::: Приведённый отрывок

Если говорить об умении художника пользоваться светотенью, нельзя не обратить внимание на портретное творчество Гончарова — я имею в виду прежде всего замечательный гончаровский портрет Достоевского. Вся фигура писателя дышит в этом портрете могучестью гения. Все акценты здесь немногочисленны и определенны, при этом они сделаны при помощи все того же умения художника пользоваться бликом. Взгляните на портрет: три световых пятна — лоб, руки, лист бумаги. Как ни рациональна эта композиция, она лишена бездушной механичности, столь свойственной рациональным построениям. Наоборот, целесообразность построения в ней сочетается с тем, что можно назвать одухотворенностью и глубиной содержания, что характерно для Гончарова. Кажется, что портрет вызвала известная горьковская фраза о труде писателя как о полуночных муках над белым листом бумаги. Все тут обращено к этому белому листу бумаги и выражает мысль упорную: и напряжение могучего лба, белого, едва ли не окруженного ореолом, и нерасторжимость рук. Могучесть — в них.

Мы сказали, что Лир у Гончарова не очень-то похож на традиционного Лира. И не только Лир. Начисто своеобычен и хемингуэевский старик, охотник за большой рыбой. Он безбород и заметно большенос. По известному выражению «глаза — зеркало души человека» мы должны видеть глаза старика. Глаз не видно, а вот душа видна — в ней и неброская отвага, и печаль всесокрушающая, и раздумье, явно ненастное. Наверно, у читателей хемингуэевский герой не на одно лицо. И все-таки его облик, как он возник у Гончарова, чуть-чуть неожидан. Но нет ничего неожиданного в выражении лица, хотя гамма чувств тут более чем многосложна. Ну конечно же это старый рыбак, как он возник в повести Хемингуэя, — его суровая хмарь. Но интересна тут именно своеобычность облик а старика. Как она обретена художником и какими путями тут шел поиск, и есть та заповедность, в которую проникнуть не просто. Если это ведомо, то ведомо только самому мастеру, но результат очевиден, значительность его.

::::::
::: Исходные данные

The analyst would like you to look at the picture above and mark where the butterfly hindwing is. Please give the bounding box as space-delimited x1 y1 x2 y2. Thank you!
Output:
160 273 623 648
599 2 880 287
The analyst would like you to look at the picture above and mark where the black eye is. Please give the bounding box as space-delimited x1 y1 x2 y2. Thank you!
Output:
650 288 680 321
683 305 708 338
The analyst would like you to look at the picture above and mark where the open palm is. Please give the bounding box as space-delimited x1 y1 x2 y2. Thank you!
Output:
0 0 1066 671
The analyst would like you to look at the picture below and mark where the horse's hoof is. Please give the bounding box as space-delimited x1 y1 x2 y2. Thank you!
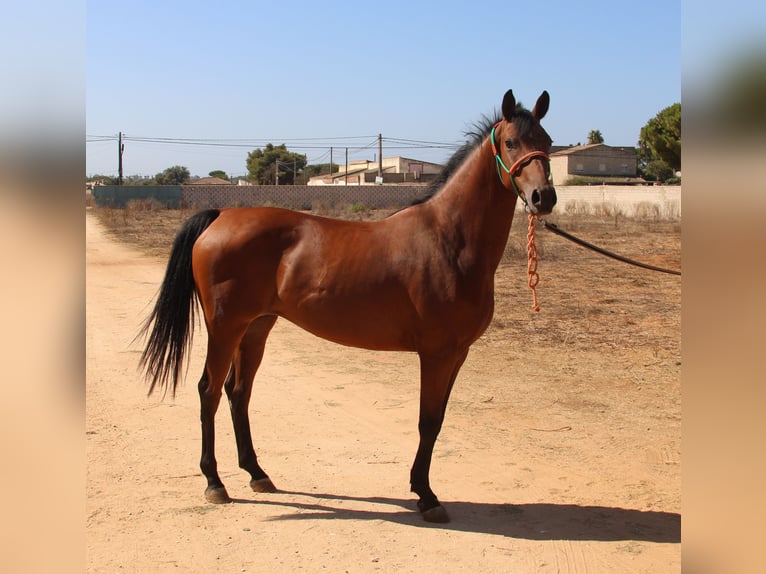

::::::

Задания:
- A) Перескажите отрывок о работах Гончарова в двух предложениях.
- B) Перепишите строки заново, охватив всё от строки со словами «where the open» вниз до последней из строк включительно. Координаты рамок в ответах умножьте на 1,9 и округлите до целых, половины вверх; изображения в ответ не включайте.
Отрывок и строки никак не связаны между собой.

Решения заданий:
- A) В отрывке разбирается портрет Достоевского работы Гончарова: три световых пятна (лоб, руки и лист бумаги) складываются в рациональную, но не механичную, а одухотворенную композицию. Отмечается также своеобычность гончаровского облика хемингуэевского старика: он безбород и большенос, глаз его не видно, но в лице видны отвага, печаль и раздумье.

- B)
The analyst would like you to look at the picture above and mark where the open palm is. Please give the bounding box as space-delimited x1 y1 x2 y2. Thank you!
Output:
0 0 2025 1275
The analyst would like you to look at the picture below and mark where the horse's hoof is. Please give the bounding box as space-delimited x1 y1 x2 y2. Thank you!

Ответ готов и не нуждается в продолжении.